*** Opening of Reading text ***

Only weeks after announcing its plan to build a lithium-ion battery gigafactory in Geelong, Australia-based startup Recharge Industries has bought collapsed battery maker Britishvolt – doubling its manufacturing ambitions. The takeover resuscitates Britishvolt’s gigafactory play in northern England, and means the little known startup now holds two significant battery making projects.
Australia-based startup Recharge Industries, owned by US fund Scale Facilitation, has acquired Britishvolt’s assets and business, after the company went into administration in January.
Before running out of capital earlier this year, Britishvolt had planned to build a $6.6 billion (GBP 3.8 billion, USD 4.71 billion) lithium-ion battery cell manufacturing plant in Cambois, northern England. At full capacity, Britishvolt’s proposed 30 GWh factory envisioned making enough cells for more than 300,000 lithium-ion batteries every year.
Recharge Industries has now acquired Britishvolt after finalising a deal with its administrators, who had selected Recharge as their preferred bidder from a field of contenders. The price of the deal has not been made public.
In January, Recharge Industries made a splash by announcing its plan to construct a lithium-ion gigafactory in Geelong, Victoria. It is aiming to begin construction on that project by the end of the year, targeting 2 GWh of production annually in 2024 before also scaling up to 30 GWh of storage capacity per year.
Recharge was founded by Australian David Collard, a former PwC partner now based in New York. The startup is part of the portfolio of another Collard venture, a US fund called Scale Facilitation.
Far from detracting from the Geelong plans, Collard says the acquisition of Britishvolt will supercharge its Australian vision. “This is the definition of synergy. We now have so many economies of scale, and we have a global manufacturing footprint that aligns,” Collard told The Australian Financial Review.
Crucial to Recharge Industries’ pitch is that it will use battery technology from US company C4V, removing the expense of developing its own process. “Our technology – including an exclusive license for the intellectual property and battery technology – has been developed and validated over the last decade through C4V in the US and will be the backbone of both gigafactories in Geelong and Cambois,” Collard said.
Recharge Industries has repeatedly publicised that its battery cells won’t use materials from China or Russia. Instead, the startup’s plans rest on partnerships between the three countries in the Aukus trilateral security pact: Australia, the United Kingdom and the United States. Indeed, Collard has described Recharge’s projects as “a flagship for friendshoring.”

*** Close of Reading text ***

# Your tasks
(1) In the Britishvolt article, which US company's battery technology will Recharge Industries use?
(2) Go on with the Britishvolt article, picking up right after its last sentence.
The material on this page isn't needed for anything here.

*** Opening of Data extract ***

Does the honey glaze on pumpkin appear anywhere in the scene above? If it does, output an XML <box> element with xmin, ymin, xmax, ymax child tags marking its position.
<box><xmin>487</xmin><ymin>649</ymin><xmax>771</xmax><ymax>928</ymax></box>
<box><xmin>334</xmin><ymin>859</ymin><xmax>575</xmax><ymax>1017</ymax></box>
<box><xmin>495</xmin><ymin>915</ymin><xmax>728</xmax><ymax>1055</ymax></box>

*** Close of Data extract ***
*** Opening of Data extract ***

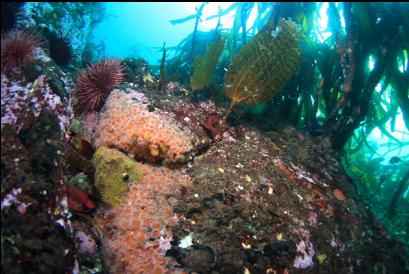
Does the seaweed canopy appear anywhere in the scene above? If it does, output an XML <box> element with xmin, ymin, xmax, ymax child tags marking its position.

*** Close of Data extract ***
*** Opening of Data extract ***

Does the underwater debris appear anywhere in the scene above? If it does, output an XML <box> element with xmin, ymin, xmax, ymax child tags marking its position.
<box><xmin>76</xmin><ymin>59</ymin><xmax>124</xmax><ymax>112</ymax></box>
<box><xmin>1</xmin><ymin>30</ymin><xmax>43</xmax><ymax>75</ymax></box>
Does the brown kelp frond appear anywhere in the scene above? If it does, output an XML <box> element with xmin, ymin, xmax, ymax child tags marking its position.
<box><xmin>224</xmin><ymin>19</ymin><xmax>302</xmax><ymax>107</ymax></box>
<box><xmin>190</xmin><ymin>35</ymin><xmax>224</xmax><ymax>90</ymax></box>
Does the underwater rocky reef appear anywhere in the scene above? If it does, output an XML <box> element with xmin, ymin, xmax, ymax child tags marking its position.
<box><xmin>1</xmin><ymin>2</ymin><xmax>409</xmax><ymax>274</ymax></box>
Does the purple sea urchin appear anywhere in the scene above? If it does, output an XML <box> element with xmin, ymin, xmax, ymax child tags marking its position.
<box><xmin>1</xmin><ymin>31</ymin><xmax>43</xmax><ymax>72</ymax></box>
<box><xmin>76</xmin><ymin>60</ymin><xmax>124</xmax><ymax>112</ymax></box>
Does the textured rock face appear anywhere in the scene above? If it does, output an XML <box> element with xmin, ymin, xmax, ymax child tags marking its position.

*** Close of Data extract ***

# Responses by task
(1) C4V

(2)
Given this, it appears likely Recharge will opt to use Australian materials for its Britishvolt play. As part of the deal, Recharge will also reportedly take over the 27 battery experts still on Britishvolt’s payroll.
Collard has said he hopes Australian superannuation funds will get behind Recharge, which has now doubled its ambitions by taking on Britishvolt. “This provides a great opportunity for Australian superannuation funds to co-invest with the UK fund manager, or invest through their existing fund structure… helping an Australian company scale,” he told AFR.
It appears the Geelong gigafactory will be first cab off the rank, with Collard noting construction in the UK would take another year.
“Backed by our global supply chain, strategic delivery partners and a number of significant customer agreements in place, we’re confident of making the [Britishvolt] Cambois gigafactory a success and growing it into an advanced green energy project,” Collard said.
Shoring new energy supply chains
Today, China accounts for a vast majority of lithium-ion battery manufacturing. Australia, on the other hand, is the globe’s leading lithium supplier, and tops that list for a range of other commodities vital for making batteries and other renewable equipment.
The push to “friendshore” new energy supply chains has taken on a new sense of urgency with the shifting geopolitics of 2022, including Russia’s invasion of Ukraine. The move has also been propelled by US President Biden’s Inflation Reduction Act, which includes massive funding support to build clean energy manufacturing capability in the US and, seemingly, partner countries like Australia.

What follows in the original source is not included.